#### PROVIDED PASSAGE
It was in Toronto where Marc first achieved notoriety. His personal ride at the time was a 2002 Heritage Softail which he had crafted into a unique thing of beauty. So beautiful in fact that the custom pan heads, chrome accents and 2-tone retro color scheme using Lamborghini factory paint caught the attention of a local television personage. When famed builder Jesse James came to town on a promotional tour, Frantz’s Heritage graced the background of the shot during James’ interview. Footage would be later aired across North America of Jesse James autographing the back fender of Frantz’s bike.
 
Figuring that his 15 seconds of fame were almost used up, Frantz presented a CD ROM of pictures of his Heritage to H-D executives at a 2003 dealer meeting to show what Canadians were doing that was new and unique. "Anything I could do to help the motor company prosper, in my little way" says Frantz.
########
#### SOURCE MATERIAL
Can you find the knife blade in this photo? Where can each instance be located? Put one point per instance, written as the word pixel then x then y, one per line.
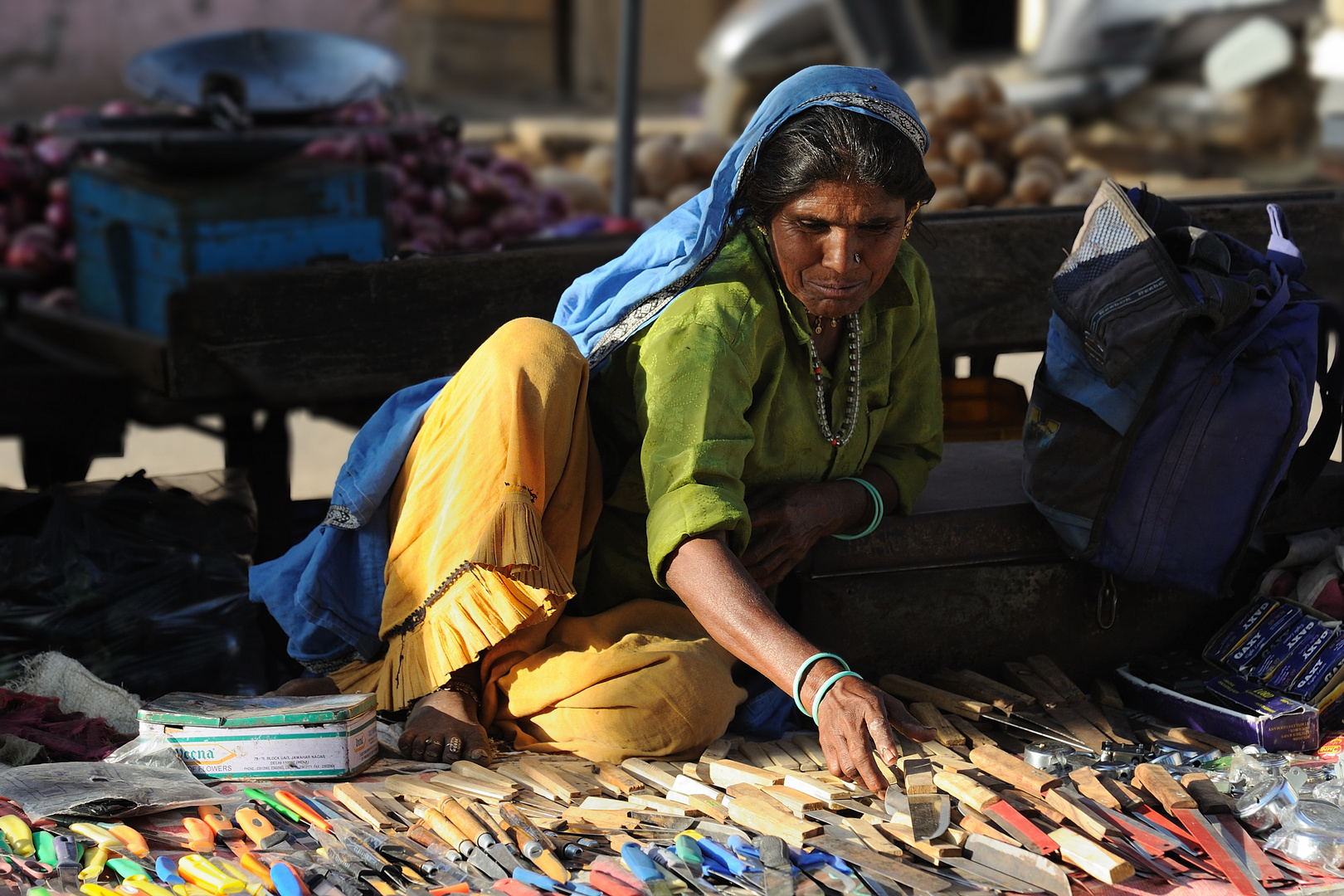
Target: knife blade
########
→ WRITTEN REQUEST A: In the passage about Marc Frantz's motorcycle, what kind of paint gave his Heritage Softail its 2-tone retro color scheme?
→ WRITTEN REQUEST B: From the passage about Marc Frantz's motorcycle, extract the text starting at the words "It was in Toronto" and ending after "of Frantz’s bike.".

→ FINAL ANSWER A: Lamborghini factory paint.

→ FINAL ANSWER B:
It was in Toronto where Marc first achieved notoriety. His personal ride at the time was a 2002 Heritage Softail which he had crafted into a unique thing of beauty. So beautiful in fact that the custom pan heads, chrome accents and 2-tone retro color scheme using Lamborghini factory paint caught the attention of a local television personage. When famed builder Jesse James came to town on a promotional tour, Frantz’s Heritage graced the background of the shot during James’ interview. Footage would be later aired across North America of Jesse James autographing the back fender of Frantz’s bike.